WHAT IS EXPECTED: Please return, word for word, the passage of the error handling and logging page below that opens with the words containing "When errors cascade" and closes with "ignore errors entirely.".

DOCUMENT SECTION:
Topic Overview
Error Handling & Logging: Reliability, Debugging & Observability
Handle errors well: typed errors, retries, logging strategy, correlation IDs, and practices that speed debugging.
Error Handling & Logging
Why Engineers Care About This
Error handling and logging are how you understand what's happening in production. When things break (and they will), good error handling prevents cascading failures, and good logging helps you debug quickly. Bad error handling hides problems until they become critical. Bad logging makes debugging impossible.
When errors cascade through your system, or you can't debug production issues, or users see cryptic error messages, you're hitting error handling and logging problems. These problems compound. Without proper error handling, one failure causes many failures. Without proper logging, debugging takes hours instead of minutes. Understanding error types, exception handling, and structured logging helps you build systems that fail gracefully and are debuggable.
In interviews, when someone asks "How would you handle errors in this system?", they're really asking: "Do you understand different error types? Do you know how to log effectively? Do you understand that error handling is about more than try/catch?" Most engineers don't. They catch all errors generically, log everything at the same level, or ignore errors entirely.
Core Intuitions You Must Build
-
Error types communicate meaning, not just "something went wrong." Client errors (400, 404) mean the client did something wrong—fix the request. Server errors (500, 503) mean the server failed—investigate the server. Transient errors (network timeouts, temporary failures) might succeed on retry. Permanent errors (invalid input, not found) won't succeed on retry. Use the right error type—it helps clients handle errors correctly and helps you debug issues.

DATA PROVIDED:
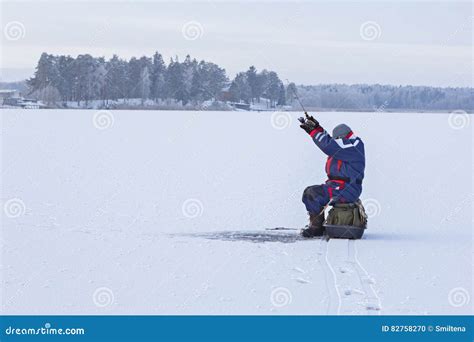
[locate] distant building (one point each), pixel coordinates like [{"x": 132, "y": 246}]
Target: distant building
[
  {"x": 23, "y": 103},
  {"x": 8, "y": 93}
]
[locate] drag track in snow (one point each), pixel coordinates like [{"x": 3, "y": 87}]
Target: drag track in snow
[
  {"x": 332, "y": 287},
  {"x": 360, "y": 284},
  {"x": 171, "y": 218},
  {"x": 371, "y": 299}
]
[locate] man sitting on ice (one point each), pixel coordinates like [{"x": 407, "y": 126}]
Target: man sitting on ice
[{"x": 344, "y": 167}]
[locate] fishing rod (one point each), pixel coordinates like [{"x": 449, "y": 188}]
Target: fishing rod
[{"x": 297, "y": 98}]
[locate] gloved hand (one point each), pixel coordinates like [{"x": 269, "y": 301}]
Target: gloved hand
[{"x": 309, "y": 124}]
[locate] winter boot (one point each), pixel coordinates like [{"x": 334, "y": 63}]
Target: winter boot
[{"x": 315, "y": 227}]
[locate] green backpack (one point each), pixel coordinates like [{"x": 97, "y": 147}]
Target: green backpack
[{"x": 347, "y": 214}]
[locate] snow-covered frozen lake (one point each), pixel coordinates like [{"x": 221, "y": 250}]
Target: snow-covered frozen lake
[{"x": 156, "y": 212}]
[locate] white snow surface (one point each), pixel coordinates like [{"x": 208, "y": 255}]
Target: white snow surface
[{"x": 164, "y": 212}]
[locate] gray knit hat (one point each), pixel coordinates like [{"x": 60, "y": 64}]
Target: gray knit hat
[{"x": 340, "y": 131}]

WRITTEN RESPONSE:
When errors cascade through your system, or you can't debug production issues, or users see cryptic error messages, you're hitting error handling and logging problems. These problems compound. Without proper error handling, one failure causes many failures. Without proper logging, debugging takes hours instead of minutes. Understanding error types, exception handling, and structured logging helps you build systems that fail gracefully and are debuggable.
In interviews, when someone asks "How would you handle errors in this system?", they're really asking: "Do you understand different error types? Do you know how to log effectively? Do you understand that error handling is about more than try/catch?" Most engineers don't. They catch all errors generically, log everything at the same level, or ignore errors entirely.